**WORK TO COMPLETE:** Return each of the lines below that contains the string "boat", matching case exactly.

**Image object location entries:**
-- start --

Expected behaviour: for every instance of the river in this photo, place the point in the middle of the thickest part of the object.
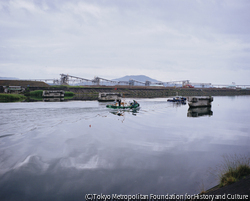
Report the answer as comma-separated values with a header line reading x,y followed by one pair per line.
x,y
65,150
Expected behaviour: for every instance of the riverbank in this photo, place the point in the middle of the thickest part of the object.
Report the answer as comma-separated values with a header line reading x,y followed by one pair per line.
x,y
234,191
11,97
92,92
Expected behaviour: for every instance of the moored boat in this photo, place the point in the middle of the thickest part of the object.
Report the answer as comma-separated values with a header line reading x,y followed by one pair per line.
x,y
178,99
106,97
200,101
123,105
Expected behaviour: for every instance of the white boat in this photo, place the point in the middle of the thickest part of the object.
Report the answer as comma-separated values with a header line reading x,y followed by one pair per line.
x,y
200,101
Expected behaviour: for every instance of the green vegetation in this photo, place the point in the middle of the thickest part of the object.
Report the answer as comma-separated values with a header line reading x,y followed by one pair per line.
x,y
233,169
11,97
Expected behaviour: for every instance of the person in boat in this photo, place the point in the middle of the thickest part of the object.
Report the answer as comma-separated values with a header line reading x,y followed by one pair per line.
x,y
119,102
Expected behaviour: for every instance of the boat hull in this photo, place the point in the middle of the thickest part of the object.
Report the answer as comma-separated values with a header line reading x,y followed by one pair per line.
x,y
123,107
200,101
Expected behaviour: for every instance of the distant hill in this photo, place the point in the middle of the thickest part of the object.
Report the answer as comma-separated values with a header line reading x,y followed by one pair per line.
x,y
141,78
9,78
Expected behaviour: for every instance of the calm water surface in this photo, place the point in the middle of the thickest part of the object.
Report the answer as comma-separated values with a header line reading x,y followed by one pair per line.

-- end --
-- start --

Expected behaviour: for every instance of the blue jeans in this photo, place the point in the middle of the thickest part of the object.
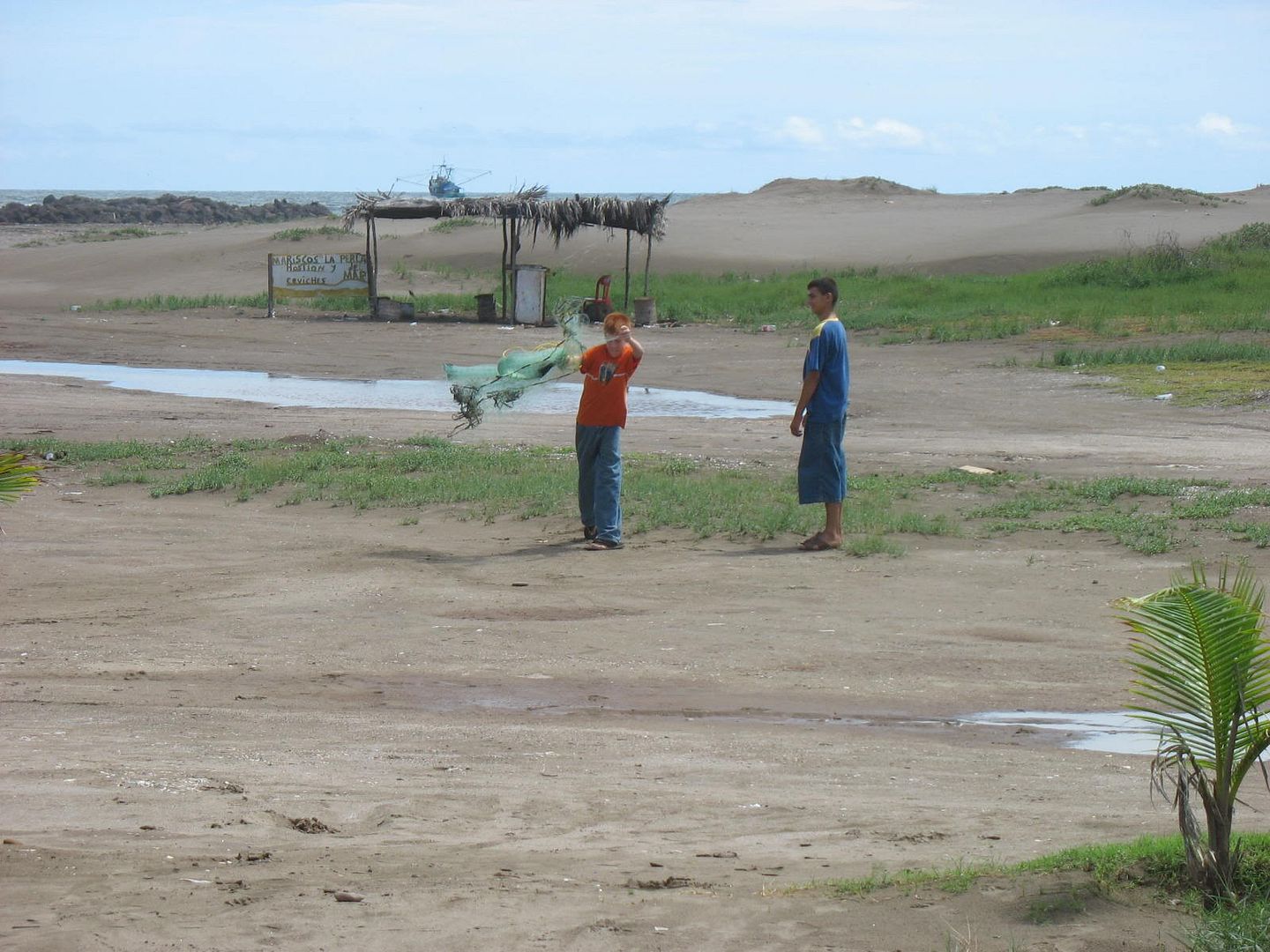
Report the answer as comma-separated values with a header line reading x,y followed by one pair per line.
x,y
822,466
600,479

-- end --

**RESPONSE:**
Expected behaviour: for every instance of the moored boat in this photo, place the point in the middle of the thickest part of the object.
Expected behaviour: for every instance of the white boat in this photo, place the point in the middle of the thickest part of the object.
Expected behaviour: for every instance of the person in boat in this photo, place the point in the middle of the thickest part of the object.
Expected behaviour: for every instance of the boat hull in this photo, place the point in the middle of the thickest part of the object.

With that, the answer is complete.